Pointing and labeling entries
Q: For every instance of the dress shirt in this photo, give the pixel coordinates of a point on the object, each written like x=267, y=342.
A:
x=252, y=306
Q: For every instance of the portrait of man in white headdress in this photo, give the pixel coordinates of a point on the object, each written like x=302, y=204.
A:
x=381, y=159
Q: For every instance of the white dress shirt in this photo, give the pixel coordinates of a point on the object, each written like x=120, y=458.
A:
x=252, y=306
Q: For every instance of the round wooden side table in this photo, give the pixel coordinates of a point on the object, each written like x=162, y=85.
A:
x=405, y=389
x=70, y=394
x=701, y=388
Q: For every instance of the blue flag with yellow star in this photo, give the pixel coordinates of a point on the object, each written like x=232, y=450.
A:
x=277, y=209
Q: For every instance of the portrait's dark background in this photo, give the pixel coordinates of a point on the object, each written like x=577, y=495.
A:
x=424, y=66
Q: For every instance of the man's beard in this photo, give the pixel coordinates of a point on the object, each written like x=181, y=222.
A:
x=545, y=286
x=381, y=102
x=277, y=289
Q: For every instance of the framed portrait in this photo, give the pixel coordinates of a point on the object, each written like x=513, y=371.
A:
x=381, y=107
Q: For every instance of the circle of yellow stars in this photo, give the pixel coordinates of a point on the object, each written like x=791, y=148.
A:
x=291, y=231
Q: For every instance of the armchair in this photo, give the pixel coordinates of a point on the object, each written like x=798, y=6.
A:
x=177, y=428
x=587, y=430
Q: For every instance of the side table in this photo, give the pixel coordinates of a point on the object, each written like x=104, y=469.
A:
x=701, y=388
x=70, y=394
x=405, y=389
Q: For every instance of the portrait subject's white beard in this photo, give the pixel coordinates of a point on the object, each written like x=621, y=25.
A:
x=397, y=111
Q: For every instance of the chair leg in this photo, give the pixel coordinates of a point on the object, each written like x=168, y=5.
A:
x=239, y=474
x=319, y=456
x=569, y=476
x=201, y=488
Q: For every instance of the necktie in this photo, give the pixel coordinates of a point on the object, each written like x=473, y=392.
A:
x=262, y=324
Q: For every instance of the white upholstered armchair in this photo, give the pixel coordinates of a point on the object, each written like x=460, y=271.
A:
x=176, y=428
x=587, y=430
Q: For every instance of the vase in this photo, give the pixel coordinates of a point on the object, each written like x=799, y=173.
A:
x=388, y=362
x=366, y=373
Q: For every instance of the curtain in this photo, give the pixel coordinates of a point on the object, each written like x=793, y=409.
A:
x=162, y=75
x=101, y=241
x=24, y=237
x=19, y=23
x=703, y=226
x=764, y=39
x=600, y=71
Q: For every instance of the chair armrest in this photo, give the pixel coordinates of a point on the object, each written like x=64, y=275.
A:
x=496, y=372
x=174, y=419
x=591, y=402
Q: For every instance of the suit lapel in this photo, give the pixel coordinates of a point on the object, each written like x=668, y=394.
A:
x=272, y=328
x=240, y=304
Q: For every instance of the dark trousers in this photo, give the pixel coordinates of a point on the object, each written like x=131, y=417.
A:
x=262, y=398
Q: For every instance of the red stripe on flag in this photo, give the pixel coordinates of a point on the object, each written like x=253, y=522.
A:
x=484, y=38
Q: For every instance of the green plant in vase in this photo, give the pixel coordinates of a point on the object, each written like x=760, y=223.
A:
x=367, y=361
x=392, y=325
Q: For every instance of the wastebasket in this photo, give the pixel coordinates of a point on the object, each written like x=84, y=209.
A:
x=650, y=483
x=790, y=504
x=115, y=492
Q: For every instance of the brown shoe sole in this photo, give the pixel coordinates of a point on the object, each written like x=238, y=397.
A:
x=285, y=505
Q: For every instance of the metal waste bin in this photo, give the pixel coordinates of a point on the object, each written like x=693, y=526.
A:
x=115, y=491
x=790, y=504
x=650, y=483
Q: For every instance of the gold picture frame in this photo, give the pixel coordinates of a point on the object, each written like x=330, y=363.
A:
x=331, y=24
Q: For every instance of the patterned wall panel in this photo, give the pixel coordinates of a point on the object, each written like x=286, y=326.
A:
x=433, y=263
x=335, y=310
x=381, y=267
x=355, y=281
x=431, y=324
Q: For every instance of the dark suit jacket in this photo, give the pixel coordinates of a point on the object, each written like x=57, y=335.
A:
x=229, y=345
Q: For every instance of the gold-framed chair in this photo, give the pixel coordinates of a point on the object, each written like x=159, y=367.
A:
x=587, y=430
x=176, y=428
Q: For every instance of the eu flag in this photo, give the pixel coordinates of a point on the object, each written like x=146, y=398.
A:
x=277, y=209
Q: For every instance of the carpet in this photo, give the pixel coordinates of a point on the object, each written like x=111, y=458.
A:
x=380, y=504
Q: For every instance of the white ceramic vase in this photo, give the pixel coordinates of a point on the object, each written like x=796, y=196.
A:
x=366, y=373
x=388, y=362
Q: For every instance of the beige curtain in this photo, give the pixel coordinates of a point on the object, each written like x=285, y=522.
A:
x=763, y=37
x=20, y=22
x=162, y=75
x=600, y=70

▸ Objective: Can you turn the lines of the material above, from the line containing "Q: For every instance of the portrait subject's" up to and including the line containing "x=240, y=304", into a numbered list with blank lines left out?

▸ Written answer:
1. Q: For every instance of the portrait subject's white beard in this photo, give the pixel coordinates of a point on the object, each written like x=621, y=25.
2. A:
3. x=397, y=111
4. Q: For every instance of the chair leg in this photo, give the pixel coordinates of a point on the object, each written like x=168, y=5.
5. A:
6. x=239, y=474
7. x=319, y=456
8. x=569, y=476
9. x=201, y=488
10. Q: For every instance of the necktie in this photo, give the pixel coordinates of a point on the object, each written like x=473, y=392.
11. A:
12. x=262, y=324
13. Q: For every instance of the white upholstered armchair in this photo, give the pixel coordinates of a point on the object, each written like x=460, y=271.
14. A:
15. x=176, y=428
16. x=587, y=430
17. Q: For every instance of the vase in this photo, give the pixel coordinates of a point on the object, each written like x=799, y=173.
18. A:
19. x=388, y=362
20. x=366, y=373
21. Q: For every instance of the curtain in this photo, give the pixel coordinates of a point on the object, each written like x=793, y=409.
22. A:
23. x=162, y=75
24. x=101, y=241
25. x=24, y=237
26. x=19, y=23
27. x=703, y=226
28. x=764, y=39
29. x=600, y=71
30. Q: For every instance of the chair armrest in this photo, give the pixel coordinates of a point on the object, each written like x=64, y=275.
31. A:
32. x=496, y=372
33. x=174, y=419
34. x=591, y=402
35. Q: For every instance of the suit lapel in this photo, give the pixel coordinates of a point on the object, each written like x=668, y=394.
36. A:
37. x=272, y=328
38. x=240, y=304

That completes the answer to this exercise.